* Exercise aim:
In the records below, count every line containing "format". Reply with the number only.

-=-=-

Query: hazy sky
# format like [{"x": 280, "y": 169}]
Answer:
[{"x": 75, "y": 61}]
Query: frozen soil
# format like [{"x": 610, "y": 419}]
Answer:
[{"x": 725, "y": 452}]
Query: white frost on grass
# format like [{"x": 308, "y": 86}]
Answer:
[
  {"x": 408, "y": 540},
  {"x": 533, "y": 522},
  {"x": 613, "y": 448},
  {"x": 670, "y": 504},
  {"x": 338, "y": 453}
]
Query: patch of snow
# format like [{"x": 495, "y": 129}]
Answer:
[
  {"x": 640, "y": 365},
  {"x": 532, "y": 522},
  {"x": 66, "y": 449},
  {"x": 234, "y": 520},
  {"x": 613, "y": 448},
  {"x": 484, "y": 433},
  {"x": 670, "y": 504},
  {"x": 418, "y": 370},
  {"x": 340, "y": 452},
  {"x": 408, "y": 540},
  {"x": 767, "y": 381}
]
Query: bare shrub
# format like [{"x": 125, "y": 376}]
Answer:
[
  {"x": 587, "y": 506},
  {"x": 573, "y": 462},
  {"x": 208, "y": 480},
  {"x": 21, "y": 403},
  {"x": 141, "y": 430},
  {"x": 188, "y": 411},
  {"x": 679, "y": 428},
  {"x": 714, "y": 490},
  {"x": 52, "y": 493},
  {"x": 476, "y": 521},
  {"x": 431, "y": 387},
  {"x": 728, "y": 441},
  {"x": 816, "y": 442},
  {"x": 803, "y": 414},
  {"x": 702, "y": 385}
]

-=-=-

* Result:
5